Stated task 1: Translate this sentence from the column on China and oil demand below into Spanish: "China has provided huge subsidies to the EV industry for years."
Stated task 2: Carry the column on China's clean energy push and oil demand, given below, further from its final sentence.

Text passage:
◆ ◆ ◆ ◆

A key assumption of the OPEC oil and gas narrative, which is the de facto Alberta narrative, is being blown to smithereens by China. That narrative is supported by economic modelling that in less than a year has already been seriously undermined by the tsunami of clean energy technologies spilling from Chinese factories. 

The OPEC narrative goes something like this. Rich OECD (Organization for Economic Co-operation and Development) countries like the United States and Canada will electrify because their governments can afford to subsidize costly green technologies like electric vehicles and heat pumps. Non-OECD nations, which is most of the world, cannot. Therefore, OECD oil demand will begin falling in the near future, while non-OECD consumption will rise as poorer economies stick with tried and true hydrocarbons. 

As hundreds of millions, maybe billions, are pulled out of energy poverty and aspire to middle class lifestyles, the growth of non-OECD consumption will outstrip the decline in OECD demand. 

Source: World Oil Outlook 2045, OPEC, 2023.

OPEC’s World Oil Outlook to 2045 calls for global demand to rise from the current 102 million barrels to 116 million barrels per day. Rather than an existential crisis for oil companies after peak demand in 2030, as the International Energy Agency forecasts, the next three or four decades will be a Golden Age for hydrocarbons.

How does the OPEC assumption about non-OECD oil demand hold up? Not well, thanks to China.

China’s aggressive clean energy industrial policy

The national government decided 25 years ago that it wanted to dominate clean energy, both making and deploying it. Mission accomplished.
Read this column:
Canadians oblivious to China’s lead in clean energy arms race

China has provided huge subsidies to the EV industry for years. Not just automakers, but battery companies and their supply chains. The national and local governments have provided all manner of indirect support, like special “new energy vehicle” licence plates while restricting gasoline car registrations. 

Now, China’s EV makers are threatening the very existence of the car brands  we all grew up with. China is just now unleashing a blitzkrieg of cheap ($10,000 to $20,000) EVs that are well-built with technology that far exceeds what the legacy manufacturers can offer. My interview with Flavio Volpe, president of the Automotive Parts Manufacturers Association, is a must listen or read (a transcript is available). 

I bring up Chinese EV manufacturers because there has been a great deal of criticism lately about the industry’s “over-capacity.” Simply, China is building more EVs than it can sell, at least to its current customers.

◆ ◆ ◆ ◆

Recorded information:
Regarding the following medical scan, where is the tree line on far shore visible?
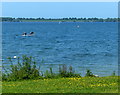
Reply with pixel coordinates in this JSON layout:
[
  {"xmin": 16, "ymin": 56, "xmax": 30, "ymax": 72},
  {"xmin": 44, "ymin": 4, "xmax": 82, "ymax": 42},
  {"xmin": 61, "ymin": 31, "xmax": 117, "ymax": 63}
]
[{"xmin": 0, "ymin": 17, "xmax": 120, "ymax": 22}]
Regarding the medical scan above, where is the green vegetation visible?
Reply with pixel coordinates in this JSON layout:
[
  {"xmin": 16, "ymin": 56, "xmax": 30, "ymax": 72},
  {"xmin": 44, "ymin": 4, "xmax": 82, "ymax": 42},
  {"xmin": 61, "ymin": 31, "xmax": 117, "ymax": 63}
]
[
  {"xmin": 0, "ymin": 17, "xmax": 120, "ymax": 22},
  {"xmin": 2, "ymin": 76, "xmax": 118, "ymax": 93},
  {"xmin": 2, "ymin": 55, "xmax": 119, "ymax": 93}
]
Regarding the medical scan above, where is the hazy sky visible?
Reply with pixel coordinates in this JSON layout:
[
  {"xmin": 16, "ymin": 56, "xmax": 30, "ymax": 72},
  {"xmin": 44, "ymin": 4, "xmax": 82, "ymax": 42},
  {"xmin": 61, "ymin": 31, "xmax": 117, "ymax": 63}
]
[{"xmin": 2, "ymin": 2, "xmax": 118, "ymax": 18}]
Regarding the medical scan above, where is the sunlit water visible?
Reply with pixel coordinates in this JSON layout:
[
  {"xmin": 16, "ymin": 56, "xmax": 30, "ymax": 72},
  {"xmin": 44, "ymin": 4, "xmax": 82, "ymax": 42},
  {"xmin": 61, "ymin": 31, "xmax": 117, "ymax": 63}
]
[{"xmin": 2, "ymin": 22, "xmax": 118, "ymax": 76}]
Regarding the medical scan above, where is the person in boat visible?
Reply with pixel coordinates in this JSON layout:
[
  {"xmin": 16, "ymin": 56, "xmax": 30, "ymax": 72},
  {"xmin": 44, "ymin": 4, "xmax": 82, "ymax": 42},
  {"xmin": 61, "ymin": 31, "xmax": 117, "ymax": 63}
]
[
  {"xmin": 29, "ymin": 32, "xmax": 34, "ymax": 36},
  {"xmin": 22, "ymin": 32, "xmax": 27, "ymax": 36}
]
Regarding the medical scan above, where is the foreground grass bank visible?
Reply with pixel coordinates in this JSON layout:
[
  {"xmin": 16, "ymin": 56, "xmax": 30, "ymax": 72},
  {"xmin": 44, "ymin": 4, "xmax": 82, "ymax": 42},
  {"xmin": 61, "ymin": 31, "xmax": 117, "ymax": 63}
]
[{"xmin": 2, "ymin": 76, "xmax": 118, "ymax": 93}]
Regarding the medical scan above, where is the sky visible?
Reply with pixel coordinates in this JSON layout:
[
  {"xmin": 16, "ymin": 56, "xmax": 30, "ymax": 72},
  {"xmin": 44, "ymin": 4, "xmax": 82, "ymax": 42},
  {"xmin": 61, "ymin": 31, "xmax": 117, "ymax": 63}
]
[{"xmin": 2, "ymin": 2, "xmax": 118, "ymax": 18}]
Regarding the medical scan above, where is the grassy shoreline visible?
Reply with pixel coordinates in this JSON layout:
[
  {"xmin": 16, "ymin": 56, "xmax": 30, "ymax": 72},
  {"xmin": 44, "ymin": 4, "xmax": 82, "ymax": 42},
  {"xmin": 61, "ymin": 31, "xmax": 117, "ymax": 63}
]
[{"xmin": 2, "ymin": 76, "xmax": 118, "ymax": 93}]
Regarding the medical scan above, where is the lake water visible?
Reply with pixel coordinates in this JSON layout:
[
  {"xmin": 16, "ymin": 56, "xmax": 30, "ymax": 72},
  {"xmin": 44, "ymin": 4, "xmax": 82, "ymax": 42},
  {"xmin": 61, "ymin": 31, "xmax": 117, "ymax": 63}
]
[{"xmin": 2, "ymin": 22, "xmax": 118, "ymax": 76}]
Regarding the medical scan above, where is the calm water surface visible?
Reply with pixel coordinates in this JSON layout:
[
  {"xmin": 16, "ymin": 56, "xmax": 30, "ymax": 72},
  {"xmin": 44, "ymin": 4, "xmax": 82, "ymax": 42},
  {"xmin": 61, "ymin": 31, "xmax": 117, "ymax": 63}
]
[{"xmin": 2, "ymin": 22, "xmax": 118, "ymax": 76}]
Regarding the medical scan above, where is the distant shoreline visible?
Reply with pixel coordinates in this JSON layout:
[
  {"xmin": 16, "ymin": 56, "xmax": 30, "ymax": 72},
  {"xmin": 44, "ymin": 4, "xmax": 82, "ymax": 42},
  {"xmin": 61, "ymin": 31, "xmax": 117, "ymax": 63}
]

◆ ◆ ◆ ◆

Output 1: China ha otorgado enormes subsidios a la industria de los vehículos eléctricos durante años.

Output 2:
The Europeans accuse China of dumping (selling below the cost of production) EVs in their markets. US Treasury Secretary Janet Yellin was recently in China chiding officials about unfair competition while American climate envoy John Podesta was announcing a task force that will determine penalties for “high embedded carbon” (read, Chinese) goods.
Read this column: 
Rust Belt Alberta? Canada ignores changes to US trade strategy

China’s response is interesting. A recent story in the state organ Xinhua News Agency accused the US and EU of being afraid to compete with lower-cost, more efficient Chinese producers. “Chinese products are widely popular around the world, not because of so-called ‘unfair practices,’” Xinhua crowed, “but because Chinese products have extremely high cost performance, stand out in the fierce market competition, and are technologically innovative.”

The state rag isn’t wrong. Insideevs journalist Kevin Williams recently attended the Beijing auto show. He was blown away by the high quality of Chinese EVs. “Western automakers are cooked,” he concluded, echoing the fears of Stellantis CEO Carlos Tavares, who is quoted in my interview with Volpe.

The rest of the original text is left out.